━━ Extrait du texte ━━

Le pitch : vie et mort d'Alexandre, le plus grand conquérant du monde antique , qui étendit son empire de la Macédoine jusqu'à la rive de l'Indus.

C'est avec une certaine impatience que je suis allé voir Alexandre car, intrigué par son échec US mais fasciné par les images de tournage et sa bande-annonce, j'espérais que ce bide n'avait été dicté que par un manque d'intérêt du public Américain pour cette période (ce qui est à relativiser car Troie avait pourtant bien marché) et non pas par la nullité d'un film. Les critiques de la presse française n'étaient pas là pour me rassurer. Mais 2h30 plus tard, force est de reconnaître qu'Oliver Stone a réussi son pari et qu'Alexandre, sans être le chef d'oeuvre espéré (on est loin de l'émotion de Gladiator ou même de la maîtrise technique de Troie) est un excellent film et une superbe introduction à ce personnage mythique.

Oliver Stone n'est pas le réalisateur le plus "techniquement" doué au monde. Il est clair que, pour un tel sujet, il aurait fallu un Cameron ou un McTierman pour le mener à bien. Mais Stone est un réalisateur avec une vision. Et c'est cette vision qui fait d'Alexandre  une oeuvre passionnante et viscérale, habitée par un désir hallucinant mais hélas parfois plombée par des considérations politiques hors de propos.

La presse s'est déchaînée contre le film, estimant le casting raté et l'action trop pauvre. C'est faux. Angelina Jolie, Val Kilmer, Jared Leto et Colin Farrel sont absolument fabuleux, totalement possédés par des personnages hors du commun. Car on parle ici tout simplement des gens qui ont enfanté notre civilisation occidentale. C'est dans sa tentative d'unir l'Europe à l'Asie qu'Alexandre a jeté les bases de l'Empire de Rome. Et c'est de Rome que nous venons tous. Et avec un tel casting (les acteurs, je le répète, jouent à la perfection avec une mention pour Jolie, sublime dans son rôle de mère vénéneuse et manipulatrice) ,  nul doute dontAlexandre , au moins sur ce point, ne pouvait décevoir.

━━━
━━ Entrées de données ━━

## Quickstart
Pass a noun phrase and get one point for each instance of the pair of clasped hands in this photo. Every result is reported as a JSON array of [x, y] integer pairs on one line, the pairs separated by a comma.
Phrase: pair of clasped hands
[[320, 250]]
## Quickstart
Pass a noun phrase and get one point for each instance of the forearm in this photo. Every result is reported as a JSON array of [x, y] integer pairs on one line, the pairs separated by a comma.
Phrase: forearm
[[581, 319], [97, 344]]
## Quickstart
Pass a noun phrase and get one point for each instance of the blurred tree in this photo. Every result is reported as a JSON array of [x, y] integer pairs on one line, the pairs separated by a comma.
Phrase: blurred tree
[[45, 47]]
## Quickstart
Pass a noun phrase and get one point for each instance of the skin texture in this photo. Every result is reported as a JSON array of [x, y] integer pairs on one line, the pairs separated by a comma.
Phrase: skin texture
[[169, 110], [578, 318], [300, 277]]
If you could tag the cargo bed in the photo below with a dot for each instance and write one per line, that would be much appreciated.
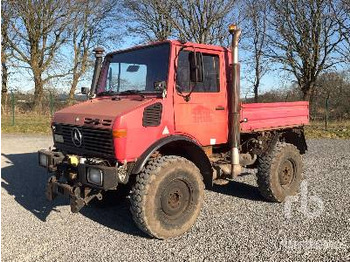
(267, 116)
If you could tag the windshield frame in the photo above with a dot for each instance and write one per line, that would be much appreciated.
(102, 81)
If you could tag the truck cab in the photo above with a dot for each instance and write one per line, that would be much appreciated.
(159, 120)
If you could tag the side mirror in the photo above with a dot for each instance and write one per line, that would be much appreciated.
(196, 67)
(133, 68)
(85, 90)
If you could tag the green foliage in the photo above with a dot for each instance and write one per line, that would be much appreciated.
(26, 123)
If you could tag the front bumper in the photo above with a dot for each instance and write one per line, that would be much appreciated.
(78, 197)
(70, 177)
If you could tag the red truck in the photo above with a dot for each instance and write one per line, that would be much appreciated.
(166, 120)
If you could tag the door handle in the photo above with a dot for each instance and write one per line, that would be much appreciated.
(219, 108)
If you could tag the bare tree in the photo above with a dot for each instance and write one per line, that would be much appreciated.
(92, 20)
(5, 52)
(305, 38)
(202, 21)
(149, 19)
(39, 30)
(254, 41)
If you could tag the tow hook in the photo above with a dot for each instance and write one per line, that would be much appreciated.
(77, 202)
(50, 192)
(78, 199)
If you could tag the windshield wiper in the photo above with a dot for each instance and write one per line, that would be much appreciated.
(132, 92)
(107, 93)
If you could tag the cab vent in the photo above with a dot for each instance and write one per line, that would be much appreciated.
(152, 115)
(96, 121)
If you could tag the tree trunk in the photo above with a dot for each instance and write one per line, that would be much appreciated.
(38, 93)
(4, 93)
(73, 88)
(256, 93)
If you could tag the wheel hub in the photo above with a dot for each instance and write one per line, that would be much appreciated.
(286, 174)
(175, 198)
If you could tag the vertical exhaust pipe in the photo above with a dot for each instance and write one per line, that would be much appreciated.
(235, 103)
(98, 62)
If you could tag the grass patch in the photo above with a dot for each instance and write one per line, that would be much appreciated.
(27, 123)
(334, 130)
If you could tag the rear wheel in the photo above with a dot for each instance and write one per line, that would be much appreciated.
(280, 172)
(167, 197)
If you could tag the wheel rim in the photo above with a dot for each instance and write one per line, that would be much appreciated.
(176, 198)
(287, 173)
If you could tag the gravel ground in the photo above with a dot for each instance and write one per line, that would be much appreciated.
(236, 224)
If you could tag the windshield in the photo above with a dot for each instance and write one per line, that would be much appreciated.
(140, 70)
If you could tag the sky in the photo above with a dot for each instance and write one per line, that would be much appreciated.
(20, 79)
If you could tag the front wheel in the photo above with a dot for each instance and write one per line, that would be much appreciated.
(280, 172)
(167, 197)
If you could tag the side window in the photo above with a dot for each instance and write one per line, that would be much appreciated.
(211, 80)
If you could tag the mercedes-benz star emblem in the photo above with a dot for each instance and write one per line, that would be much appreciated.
(77, 137)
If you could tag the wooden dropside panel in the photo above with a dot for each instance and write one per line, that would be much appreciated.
(266, 116)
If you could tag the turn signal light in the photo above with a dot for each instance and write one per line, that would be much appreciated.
(119, 133)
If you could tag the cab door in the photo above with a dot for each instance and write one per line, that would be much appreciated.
(203, 114)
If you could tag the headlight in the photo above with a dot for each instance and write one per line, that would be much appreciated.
(58, 138)
(43, 160)
(95, 176)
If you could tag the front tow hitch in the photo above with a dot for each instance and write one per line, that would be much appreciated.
(78, 197)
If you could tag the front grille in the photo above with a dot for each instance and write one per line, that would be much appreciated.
(95, 141)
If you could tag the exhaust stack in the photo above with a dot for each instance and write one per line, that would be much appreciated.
(98, 62)
(235, 103)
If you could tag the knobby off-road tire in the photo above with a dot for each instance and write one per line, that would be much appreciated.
(167, 197)
(280, 172)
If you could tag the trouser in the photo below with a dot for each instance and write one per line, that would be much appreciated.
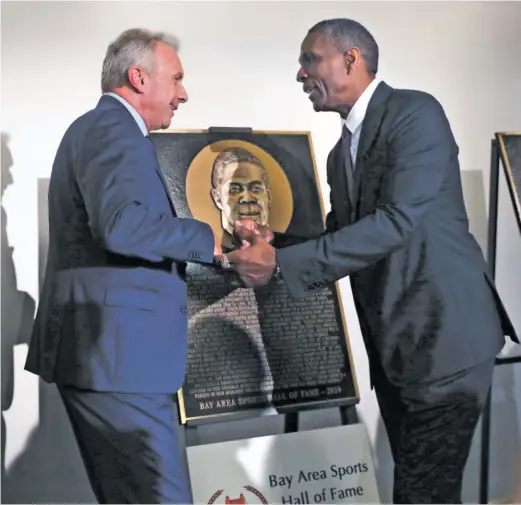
(430, 429)
(129, 445)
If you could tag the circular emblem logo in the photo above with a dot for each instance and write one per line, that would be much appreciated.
(249, 495)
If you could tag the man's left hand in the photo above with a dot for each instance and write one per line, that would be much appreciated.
(255, 264)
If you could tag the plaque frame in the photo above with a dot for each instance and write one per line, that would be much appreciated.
(295, 408)
(498, 153)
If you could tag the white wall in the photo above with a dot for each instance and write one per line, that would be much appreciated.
(240, 60)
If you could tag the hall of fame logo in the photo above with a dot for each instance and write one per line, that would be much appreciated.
(254, 496)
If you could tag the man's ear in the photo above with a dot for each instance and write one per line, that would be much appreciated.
(137, 78)
(216, 197)
(351, 57)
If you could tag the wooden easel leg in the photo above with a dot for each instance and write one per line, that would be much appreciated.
(291, 423)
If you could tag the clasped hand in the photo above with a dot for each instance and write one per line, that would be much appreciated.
(255, 261)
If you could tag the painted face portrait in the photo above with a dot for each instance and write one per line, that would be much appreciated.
(240, 188)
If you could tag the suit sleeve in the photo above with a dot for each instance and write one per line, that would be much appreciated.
(115, 174)
(421, 148)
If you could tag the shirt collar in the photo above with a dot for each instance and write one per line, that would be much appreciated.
(139, 120)
(357, 113)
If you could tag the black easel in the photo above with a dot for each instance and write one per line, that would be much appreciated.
(491, 259)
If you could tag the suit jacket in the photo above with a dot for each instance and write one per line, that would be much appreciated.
(112, 314)
(426, 302)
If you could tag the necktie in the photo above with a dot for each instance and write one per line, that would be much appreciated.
(348, 163)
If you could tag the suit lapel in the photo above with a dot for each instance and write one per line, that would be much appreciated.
(340, 185)
(371, 123)
(160, 174)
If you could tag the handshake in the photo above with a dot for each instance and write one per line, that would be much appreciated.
(255, 262)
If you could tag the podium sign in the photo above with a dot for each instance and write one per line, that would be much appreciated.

━━━

### Votre tâche
Quels acteurs la critique du film Alexandre juge-t-elle absolument fabuleux ? Veuillez répondre en une phrase. Les enregistrements ne servent à rien ici.

### Tâche accomplie
Angelina Jolie, Val Kilmer, Jared Leto et Colin Farrel sont jugés absolument fabuleux.